Thanksgiving Holiday, High Volatility: Weekly Market Review From Blofin
Thanksgiving Day this week coincides with the monthly delivery of derivatives in November. Under the influence of multiple factors such as epidemic, economic data and supervision, market volatility has risen to its highest level since November and there is no sign of decline.
The sudden epidemic news and the adjustment of market makers' positions after the delivery of derivatives may be some of the factors affecting the sharp drop in the crypto market on Friday.
Next week's unemployment rate, non-agricultural employment and inflation data will be important observation indicators for the Federal Reserve to judge whether it needs to speed up debt reduction and raise interest rates ahead of schedule.
Thanksgiving and Fluctuations
This week coincides with Thanksgiving Day in North America. However, in the spot and derivative markets of cryptos, the game between investors has not been relaxed due to the festive atmosphere.
For most of this week, the judgment on the Fed's expectation of raising interest rates has greatly affected the trend of the crypto market. With the blessing of good employment data performance and consumption data performance, many Fed officials' attitudes turned to tough, hoping to "muster up momentum" on the premise of a better economy and control inflation by speeding up debt reduction and raising interest rates. At the same time, India and other countries have also issued new restrictions on the crypto market, which has kept the performance of cryptos in a "suppressed" state until Thursday.

▶ **Excerpted records**
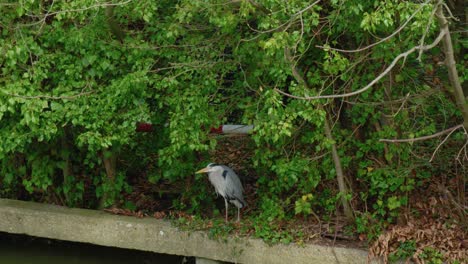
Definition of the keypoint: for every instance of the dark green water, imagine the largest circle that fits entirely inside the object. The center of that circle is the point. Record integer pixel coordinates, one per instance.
(16, 249)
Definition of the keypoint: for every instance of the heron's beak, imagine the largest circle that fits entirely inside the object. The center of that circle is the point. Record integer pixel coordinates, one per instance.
(204, 170)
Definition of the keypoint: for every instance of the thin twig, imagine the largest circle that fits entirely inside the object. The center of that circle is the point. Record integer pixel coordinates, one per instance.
(69, 97)
(441, 143)
(384, 39)
(368, 86)
(411, 140)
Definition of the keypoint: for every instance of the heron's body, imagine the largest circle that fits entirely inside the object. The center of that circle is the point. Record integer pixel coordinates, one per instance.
(227, 184)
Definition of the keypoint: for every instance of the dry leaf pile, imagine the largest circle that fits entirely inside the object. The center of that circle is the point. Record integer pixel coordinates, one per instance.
(436, 229)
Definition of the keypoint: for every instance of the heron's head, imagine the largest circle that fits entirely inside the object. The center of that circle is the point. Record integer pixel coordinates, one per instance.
(209, 168)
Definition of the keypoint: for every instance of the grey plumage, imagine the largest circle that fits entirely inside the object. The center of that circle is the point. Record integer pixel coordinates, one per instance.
(227, 184)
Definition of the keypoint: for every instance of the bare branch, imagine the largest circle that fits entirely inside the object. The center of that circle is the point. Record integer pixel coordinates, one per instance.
(42, 20)
(411, 140)
(384, 39)
(287, 23)
(385, 72)
(68, 97)
(441, 143)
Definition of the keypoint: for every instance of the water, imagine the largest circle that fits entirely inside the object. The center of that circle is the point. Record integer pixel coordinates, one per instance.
(18, 249)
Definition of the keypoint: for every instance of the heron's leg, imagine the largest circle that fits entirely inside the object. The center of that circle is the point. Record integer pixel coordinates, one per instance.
(226, 207)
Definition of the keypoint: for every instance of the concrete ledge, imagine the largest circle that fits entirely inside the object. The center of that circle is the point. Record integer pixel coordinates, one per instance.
(149, 234)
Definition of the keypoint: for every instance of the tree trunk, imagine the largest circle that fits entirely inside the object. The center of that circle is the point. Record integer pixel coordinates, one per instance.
(67, 168)
(457, 89)
(110, 160)
(328, 133)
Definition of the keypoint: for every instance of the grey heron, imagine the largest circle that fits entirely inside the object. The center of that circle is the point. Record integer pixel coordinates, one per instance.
(227, 184)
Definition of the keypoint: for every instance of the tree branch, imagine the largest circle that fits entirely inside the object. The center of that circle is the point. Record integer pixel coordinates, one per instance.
(384, 39)
(385, 72)
(69, 97)
(411, 140)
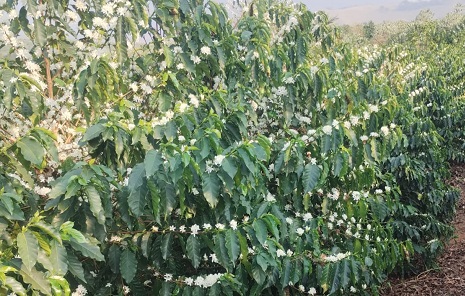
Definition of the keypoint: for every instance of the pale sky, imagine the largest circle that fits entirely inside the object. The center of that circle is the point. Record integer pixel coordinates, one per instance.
(360, 11)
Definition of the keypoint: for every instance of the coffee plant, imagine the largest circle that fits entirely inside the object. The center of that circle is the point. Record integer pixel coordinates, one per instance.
(192, 148)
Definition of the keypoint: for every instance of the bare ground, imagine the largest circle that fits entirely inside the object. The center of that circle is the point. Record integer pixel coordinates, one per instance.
(449, 278)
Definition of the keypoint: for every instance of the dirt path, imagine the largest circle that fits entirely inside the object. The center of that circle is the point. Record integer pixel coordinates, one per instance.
(450, 279)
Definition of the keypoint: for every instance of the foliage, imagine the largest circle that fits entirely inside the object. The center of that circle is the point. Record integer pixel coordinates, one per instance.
(164, 148)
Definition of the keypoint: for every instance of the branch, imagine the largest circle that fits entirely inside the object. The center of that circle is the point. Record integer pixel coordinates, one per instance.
(49, 75)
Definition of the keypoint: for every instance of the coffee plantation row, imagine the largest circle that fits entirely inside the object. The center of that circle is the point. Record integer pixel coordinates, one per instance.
(192, 148)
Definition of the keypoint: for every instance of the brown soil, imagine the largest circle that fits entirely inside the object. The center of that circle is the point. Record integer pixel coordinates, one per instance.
(449, 278)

▶ **Exercises to complete**
1 – Transcribe the weekly market review from "The sudden epidemic" up to and including "market on Friday.", word for word.
2 – List the data that the weekly market review names as next week's important observation indicators for the Federal Reserve.
3 – Write the next part of the weekly market review, picking up after its final sentence.

▶ **Responses by task**
1 –
The sudden epidemic news and the adjustment of market makers' positions after the delivery of derivatives may be some of the factors affecting the sharp drop in the crypto market on Friday.

2 –
Unemployment rate
Non-agricultural employment
Inflation data

3 –
As the United States enters the Thanksgiving holiday, the European investor community is beginning to gain the upper hand in the market. Compared with Americans, due to the ambiguous attitude of European central banks towards inflation and the high inflation data, worries about inflation still dominate the European market, which makes the price of cryptos temporarily rise again.
However, around Friday's derivatives delivery, the crypto market fell sharply again. On the one hand, the news of the outbreak of the novel coronavirus variant in South Africa has once again caused investors to have doubts about the future economic performance and triggered widespread panic across the market. At the same time, after the delivery of monthly derivatives, a large amount of spot used to hedge risks was released into the market in the position adjustment operation of market makers, further pushing down asset prices.
From the perspective of volatility, affected by the above situation, the volatility of mainstream cryptos rose to the highest level since November this week. While rising volatility is normal given the impact of derivatives deliveries, it is worth noting that the gap between historical and implied volatility is narrowing, particularly on ETH, which is usually a signal that market performance is beginning to move downwards.
From the perspective of futures premium, the market is not optimistic about the performance of BTC and ETH in the near and medium-term. In December, the futures market premium rate was less than 8%. However, compared with BTC, investors are still relatively optimistic about the future performance of ETH, and its forward futures premium rate is still relatively stable. Investors bullish on concepts closely related to ETH such as Metaverse and NFT may be one of the reasons.
“It’s Time to Bet on Dec”
Compared with this week, a series of economic data next week may be more important.
The euro zone's November industrial, consumer and economic sentiment index will be released on Monday, while the November CPI and employment data of European countries will also be released on Monday and Tuesday. These will be important indicators to judge the economic recovery in Europe. Judging from current forecasts, the possibility of high inflation coexisting with a slowdown in the economic recovery has increased, especially under the influence of a new epidemic. This provides some support for the performance of the crypto market, but the performance of the US market will still dominate.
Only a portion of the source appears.